**THE PROBLEM:**
Pick up the text about wireless connectivity in fleet vehicles and carry it on past its final sentence.

**TEXT:**
New technological developments within the fleet industry have meant that wireless connectivity is now available within luxury car models. However, with the current rates of technological growth, predictions state that one in five vehicles will have a wireless network connection by 2020.
Andrew Ryan, Reporter and Author for Fleet News has contacted leading members of suppliers and organisations for their views regarding the increasing wireless networking capabilities.
Mathew Walters, head of consultant services at LeasePlan UK stated that:
“For fleets, connected car technology has the potential allow us to understand almost every aspect of a vehicle’s operation in real time, including speed, acceleration and deceleration, mapping, engine performance and fuel usage, among many other factors.”
“Combining this intelligence to services available to the driver, along with predictive analytics, will completely transform the fleet management industry…For example, in identifying peaks and dips in the fuel efficiency of each vehicle, driver behaviour that might be uneconomical could be addressed, ultimately improving efficiency.”
Whilst Walters’ comments suggest that big data could revolutionise fleet analytics, drivers and employees fear that this could lead to a tightening of company policy in regards to driving methods and vehicle routes. Indeed, many have questioned whether networking vehicles will lead to an increase in policy regulations in order to save as much fuel (and therefore money) for the company as possible, even if it’s at the cost of employee convenience and comfort.
Walters’ continues to talk about how big data could identify any underlying mechanical problems that a vehicle has, as well as any underlying physical symptoms that may be present in the vehicles driver.
He states that:
“Measurements from hydraulics and data from sensors could also help identify maintenance issues and mechanical problems before they even occur, ultimately reducing vehicle downtime and increasing the productivity and reliability of a fleet.”

**DATASET ENTRIES:**
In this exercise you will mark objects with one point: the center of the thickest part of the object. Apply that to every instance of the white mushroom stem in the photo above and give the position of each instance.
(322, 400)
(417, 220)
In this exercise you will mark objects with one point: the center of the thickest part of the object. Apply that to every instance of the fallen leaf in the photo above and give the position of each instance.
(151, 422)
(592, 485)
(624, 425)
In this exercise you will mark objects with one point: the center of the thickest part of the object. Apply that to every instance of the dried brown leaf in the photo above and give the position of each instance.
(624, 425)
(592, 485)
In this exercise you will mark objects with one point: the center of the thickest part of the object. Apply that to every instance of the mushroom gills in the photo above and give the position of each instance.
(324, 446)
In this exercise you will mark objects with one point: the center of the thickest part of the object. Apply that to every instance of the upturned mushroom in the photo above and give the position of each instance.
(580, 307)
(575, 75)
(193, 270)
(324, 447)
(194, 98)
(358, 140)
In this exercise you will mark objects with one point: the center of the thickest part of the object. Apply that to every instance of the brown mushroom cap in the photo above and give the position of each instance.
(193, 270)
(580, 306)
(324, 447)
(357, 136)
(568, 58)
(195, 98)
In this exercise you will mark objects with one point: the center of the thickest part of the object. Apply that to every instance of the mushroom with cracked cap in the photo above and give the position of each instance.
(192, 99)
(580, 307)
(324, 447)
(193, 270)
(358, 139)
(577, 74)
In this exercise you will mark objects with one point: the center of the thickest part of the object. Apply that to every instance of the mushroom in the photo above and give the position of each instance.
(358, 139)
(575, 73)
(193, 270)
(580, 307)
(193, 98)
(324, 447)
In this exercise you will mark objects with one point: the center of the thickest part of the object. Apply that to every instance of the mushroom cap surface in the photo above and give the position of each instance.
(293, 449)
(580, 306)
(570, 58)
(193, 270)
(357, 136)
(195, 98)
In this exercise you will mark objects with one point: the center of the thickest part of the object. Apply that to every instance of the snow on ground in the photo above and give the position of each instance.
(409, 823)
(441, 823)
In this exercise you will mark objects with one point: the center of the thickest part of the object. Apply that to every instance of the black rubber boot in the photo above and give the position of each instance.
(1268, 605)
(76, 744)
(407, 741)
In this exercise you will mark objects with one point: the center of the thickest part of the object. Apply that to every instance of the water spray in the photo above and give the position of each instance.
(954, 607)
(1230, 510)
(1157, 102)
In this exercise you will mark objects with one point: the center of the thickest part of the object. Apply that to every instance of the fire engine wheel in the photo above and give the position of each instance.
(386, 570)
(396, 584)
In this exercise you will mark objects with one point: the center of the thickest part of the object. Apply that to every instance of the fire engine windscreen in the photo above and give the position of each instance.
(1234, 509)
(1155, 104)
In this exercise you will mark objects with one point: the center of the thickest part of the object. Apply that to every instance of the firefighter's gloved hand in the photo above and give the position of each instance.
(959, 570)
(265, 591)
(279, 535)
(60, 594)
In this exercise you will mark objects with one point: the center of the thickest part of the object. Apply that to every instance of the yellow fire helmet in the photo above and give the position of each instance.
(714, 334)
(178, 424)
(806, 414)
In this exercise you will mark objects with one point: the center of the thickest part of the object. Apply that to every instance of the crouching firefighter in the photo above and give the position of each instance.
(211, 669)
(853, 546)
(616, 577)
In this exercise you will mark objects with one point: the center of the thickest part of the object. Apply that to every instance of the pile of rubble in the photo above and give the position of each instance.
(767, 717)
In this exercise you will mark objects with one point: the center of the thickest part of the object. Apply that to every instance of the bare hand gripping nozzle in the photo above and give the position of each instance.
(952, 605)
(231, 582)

**TASK RESPONSE:**
“The technology also has the potential to determine whether the driver is distracted or tired, what their heart rate is and ultimately whether they are in a healthy state to drive. All of which could vastly reduce driver-related incidents and insurance premiums.”
Other industry leaders, such as Beverly Wise, sales director for UK and Ireland at TomTom Telematics suggest that the advance in big data technology will allow for an increase in efficiency at the workplace, eliminating human error and effectively aiding the sales teams. She states that the technology could allow “businesses to create more accurate HM Revenue & Customs (HMRC) mileage claims by automatically logging trips and allowing drivers to validate them from their smartphone or driver terminal.”
Wise continues to explain that:
“Fleet management data can also be combined with customer data to help sales teams work more efficiently…This enables sales managers to compare trip data with opportunities, leads and closed deals so the effectiveness of sales representatives can be analysed.”
“Such integrations can reduce reliance on paper-based systems, helping companies to cut the administrative burden through seamless data flow between field, vehicle and office.”